• What is being asked: Output, exactly as written, the lines below starting at the line containing "Task: pick out arm, one point per instance." and ending at the line containing "<point>100,26</point>". Drop the pictures and keep both end lines.

Data under study below:

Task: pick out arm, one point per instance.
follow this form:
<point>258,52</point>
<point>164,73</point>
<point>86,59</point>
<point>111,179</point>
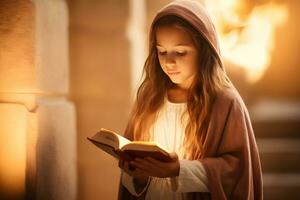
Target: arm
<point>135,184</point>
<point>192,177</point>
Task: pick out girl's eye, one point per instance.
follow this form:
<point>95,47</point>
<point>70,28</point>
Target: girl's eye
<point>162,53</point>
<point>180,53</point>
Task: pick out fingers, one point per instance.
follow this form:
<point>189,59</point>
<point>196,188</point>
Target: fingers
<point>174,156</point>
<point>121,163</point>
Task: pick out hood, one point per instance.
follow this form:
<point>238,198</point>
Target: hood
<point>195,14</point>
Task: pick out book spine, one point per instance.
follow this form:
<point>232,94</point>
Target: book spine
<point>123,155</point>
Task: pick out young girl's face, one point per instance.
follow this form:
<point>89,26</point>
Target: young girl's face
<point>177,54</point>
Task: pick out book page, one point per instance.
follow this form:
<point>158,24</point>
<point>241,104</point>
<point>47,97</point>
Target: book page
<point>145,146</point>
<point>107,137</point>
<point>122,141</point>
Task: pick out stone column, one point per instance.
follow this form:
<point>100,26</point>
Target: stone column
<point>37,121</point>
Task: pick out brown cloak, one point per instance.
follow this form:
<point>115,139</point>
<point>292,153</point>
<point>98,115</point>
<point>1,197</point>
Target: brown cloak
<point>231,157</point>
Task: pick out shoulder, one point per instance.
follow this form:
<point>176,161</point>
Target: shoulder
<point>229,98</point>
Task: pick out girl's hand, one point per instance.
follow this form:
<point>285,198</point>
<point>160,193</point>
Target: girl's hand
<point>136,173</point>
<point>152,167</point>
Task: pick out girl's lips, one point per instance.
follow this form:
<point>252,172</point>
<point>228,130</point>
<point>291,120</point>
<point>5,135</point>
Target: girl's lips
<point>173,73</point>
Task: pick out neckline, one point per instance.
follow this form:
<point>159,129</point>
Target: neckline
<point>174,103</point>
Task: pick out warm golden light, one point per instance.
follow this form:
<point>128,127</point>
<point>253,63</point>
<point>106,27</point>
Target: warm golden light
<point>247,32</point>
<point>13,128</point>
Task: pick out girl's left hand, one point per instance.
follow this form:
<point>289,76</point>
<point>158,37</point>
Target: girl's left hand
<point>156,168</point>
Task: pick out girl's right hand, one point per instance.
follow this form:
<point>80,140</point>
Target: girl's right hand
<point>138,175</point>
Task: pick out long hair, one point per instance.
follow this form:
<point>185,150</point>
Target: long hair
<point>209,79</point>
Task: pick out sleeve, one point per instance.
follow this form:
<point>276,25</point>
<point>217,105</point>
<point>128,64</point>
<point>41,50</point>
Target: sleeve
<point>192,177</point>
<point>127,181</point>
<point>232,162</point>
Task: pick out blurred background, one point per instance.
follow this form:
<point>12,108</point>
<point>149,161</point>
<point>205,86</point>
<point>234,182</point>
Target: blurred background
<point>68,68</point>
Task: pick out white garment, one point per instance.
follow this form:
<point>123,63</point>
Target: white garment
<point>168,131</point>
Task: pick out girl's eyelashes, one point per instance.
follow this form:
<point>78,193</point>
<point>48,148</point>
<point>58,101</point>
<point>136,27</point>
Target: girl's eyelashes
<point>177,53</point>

End of Data under study.
Data under study below:

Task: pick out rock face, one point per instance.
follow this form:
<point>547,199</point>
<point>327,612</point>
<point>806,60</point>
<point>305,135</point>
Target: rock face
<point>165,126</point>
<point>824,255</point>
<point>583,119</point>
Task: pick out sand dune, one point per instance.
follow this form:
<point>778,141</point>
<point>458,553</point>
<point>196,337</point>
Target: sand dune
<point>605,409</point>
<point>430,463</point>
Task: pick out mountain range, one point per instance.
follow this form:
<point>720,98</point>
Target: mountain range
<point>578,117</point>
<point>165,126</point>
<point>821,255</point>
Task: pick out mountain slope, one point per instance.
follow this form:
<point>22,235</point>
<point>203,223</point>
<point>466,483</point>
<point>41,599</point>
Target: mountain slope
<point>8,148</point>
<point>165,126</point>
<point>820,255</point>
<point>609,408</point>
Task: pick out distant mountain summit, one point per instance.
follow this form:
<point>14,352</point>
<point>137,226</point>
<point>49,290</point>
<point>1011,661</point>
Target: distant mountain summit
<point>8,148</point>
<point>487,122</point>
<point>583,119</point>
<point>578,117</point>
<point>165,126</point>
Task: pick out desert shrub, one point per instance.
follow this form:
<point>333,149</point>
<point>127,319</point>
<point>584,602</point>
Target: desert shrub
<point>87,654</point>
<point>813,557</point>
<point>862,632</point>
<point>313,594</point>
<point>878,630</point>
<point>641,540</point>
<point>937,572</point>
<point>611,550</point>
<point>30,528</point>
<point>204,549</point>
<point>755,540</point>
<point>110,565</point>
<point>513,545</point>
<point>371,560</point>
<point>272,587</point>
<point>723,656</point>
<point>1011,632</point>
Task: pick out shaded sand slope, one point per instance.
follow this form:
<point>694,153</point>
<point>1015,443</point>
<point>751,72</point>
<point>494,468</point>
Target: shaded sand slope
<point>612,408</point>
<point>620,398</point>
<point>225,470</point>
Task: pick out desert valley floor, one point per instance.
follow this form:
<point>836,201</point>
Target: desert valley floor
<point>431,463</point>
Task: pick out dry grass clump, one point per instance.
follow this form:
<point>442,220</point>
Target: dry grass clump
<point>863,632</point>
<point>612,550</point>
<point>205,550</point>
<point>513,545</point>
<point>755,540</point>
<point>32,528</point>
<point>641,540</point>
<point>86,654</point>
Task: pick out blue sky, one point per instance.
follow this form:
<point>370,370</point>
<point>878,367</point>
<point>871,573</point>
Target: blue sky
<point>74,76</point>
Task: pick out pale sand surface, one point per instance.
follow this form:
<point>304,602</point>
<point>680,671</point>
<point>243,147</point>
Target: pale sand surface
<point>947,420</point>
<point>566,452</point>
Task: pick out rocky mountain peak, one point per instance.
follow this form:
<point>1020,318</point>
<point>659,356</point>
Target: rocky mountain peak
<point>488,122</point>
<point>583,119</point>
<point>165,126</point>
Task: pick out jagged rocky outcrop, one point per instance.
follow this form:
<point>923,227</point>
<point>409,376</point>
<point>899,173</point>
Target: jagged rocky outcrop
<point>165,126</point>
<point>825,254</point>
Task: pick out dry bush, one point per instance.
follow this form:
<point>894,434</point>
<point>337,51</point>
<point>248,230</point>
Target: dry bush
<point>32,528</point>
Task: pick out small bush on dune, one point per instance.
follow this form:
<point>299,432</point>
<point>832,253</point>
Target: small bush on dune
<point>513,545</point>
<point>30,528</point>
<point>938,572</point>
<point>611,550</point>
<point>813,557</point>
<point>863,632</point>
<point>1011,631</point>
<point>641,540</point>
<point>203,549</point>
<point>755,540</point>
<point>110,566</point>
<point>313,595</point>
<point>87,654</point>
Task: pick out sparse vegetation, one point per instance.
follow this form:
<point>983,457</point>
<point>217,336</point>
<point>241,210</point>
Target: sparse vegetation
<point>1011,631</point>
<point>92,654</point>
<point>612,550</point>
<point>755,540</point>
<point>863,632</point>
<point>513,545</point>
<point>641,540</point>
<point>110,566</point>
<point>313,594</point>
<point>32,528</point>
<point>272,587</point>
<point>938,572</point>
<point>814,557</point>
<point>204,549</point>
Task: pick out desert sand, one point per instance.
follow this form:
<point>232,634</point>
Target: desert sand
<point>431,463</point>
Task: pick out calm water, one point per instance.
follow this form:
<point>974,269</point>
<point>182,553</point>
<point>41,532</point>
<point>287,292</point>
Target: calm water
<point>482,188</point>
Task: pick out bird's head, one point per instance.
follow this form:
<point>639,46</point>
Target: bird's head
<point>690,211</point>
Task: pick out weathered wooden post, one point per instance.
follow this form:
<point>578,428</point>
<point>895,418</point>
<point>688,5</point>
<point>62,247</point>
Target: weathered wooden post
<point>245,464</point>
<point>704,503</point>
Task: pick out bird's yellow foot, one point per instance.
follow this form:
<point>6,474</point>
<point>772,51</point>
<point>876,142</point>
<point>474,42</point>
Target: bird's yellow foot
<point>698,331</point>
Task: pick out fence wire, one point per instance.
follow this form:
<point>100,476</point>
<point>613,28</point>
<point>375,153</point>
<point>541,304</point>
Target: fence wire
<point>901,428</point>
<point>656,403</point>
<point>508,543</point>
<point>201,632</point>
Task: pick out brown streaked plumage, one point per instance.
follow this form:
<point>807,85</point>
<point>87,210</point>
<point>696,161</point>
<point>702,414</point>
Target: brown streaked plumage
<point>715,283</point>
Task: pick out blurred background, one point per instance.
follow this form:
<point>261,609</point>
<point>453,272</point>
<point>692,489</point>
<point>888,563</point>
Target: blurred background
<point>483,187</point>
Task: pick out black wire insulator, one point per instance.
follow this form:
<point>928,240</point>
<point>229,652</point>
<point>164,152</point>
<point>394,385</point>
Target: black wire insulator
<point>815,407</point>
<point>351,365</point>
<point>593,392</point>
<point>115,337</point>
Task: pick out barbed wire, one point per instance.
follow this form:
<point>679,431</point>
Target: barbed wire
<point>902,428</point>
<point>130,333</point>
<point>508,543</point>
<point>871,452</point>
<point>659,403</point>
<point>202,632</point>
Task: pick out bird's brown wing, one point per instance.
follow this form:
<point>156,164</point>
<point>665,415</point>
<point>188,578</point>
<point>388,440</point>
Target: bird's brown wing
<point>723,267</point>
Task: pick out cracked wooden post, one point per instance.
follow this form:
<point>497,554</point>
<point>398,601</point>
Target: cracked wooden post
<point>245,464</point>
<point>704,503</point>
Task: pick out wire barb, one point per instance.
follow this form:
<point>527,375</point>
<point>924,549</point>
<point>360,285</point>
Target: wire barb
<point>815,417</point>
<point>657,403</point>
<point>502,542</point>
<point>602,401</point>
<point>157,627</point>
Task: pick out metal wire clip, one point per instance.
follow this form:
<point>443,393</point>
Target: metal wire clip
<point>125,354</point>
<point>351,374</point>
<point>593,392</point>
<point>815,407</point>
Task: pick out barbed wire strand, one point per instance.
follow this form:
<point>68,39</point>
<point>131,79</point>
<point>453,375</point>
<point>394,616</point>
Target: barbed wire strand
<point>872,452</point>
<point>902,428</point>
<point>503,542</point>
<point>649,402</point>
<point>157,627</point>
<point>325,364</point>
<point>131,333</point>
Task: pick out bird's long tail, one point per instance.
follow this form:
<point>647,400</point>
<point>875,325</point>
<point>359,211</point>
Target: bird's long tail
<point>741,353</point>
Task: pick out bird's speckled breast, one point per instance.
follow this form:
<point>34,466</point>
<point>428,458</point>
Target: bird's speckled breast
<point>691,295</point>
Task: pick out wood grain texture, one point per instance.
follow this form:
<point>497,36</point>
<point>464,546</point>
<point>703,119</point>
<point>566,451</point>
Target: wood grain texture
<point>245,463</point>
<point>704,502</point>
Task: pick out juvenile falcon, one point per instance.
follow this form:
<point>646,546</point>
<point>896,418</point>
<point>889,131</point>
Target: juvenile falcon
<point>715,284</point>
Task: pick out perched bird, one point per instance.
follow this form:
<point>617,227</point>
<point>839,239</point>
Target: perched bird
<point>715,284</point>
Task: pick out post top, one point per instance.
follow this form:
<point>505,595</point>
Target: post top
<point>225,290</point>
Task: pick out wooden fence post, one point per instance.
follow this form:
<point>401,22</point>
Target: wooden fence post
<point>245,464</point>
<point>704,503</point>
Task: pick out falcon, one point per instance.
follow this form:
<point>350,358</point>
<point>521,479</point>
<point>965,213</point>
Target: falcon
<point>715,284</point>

End of Data under study.

• Task solution:
Task: pick out arm, one point per instance.
follow this form:
<point>258,52</point>
<point>164,73</point>
<point>86,59</point>
<point>111,179</point>
Target: arm
<point>135,184</point>
<point>192,177</point>
Task: pick out girl's eye, one point per instance.
follow this form:
<point>95,47</point>
<point>70,28</point>
Target: girl's eye
<point>162,53</point>
<point>180,53</point>
Task: pick out fingers, one point per instance.
follow this form:
<point>189,59</point>
<point>196,188</point>
Target: fingers
<point>174,156</point>
<point>121,163</point>
Task: pick out hood, one point per instance.
follow this form:
<point>238,198</point>
Target: hood
<point>195,14</point>
Task: pick out book spine, one point per instance.
follow this form:
<point>232,94</point>
Target: book spine
<point>123,155</point>
Task: pick out young girl's face, one point per instance.
follow this form:
<point>89,26</point>
Target: young girl's face
<point>177,54</point>
Task: pick out book page, one point per instance.
follow this form:
<point>158,24</point>
<point>241,104</point>
<point>47,97</point>
Target: book page
<point>145,146</point>
<point>107,137</point>
<point>122,141</point>
Task: pick out stone column, one point per instance.
follow this form:
<point>100,26</point>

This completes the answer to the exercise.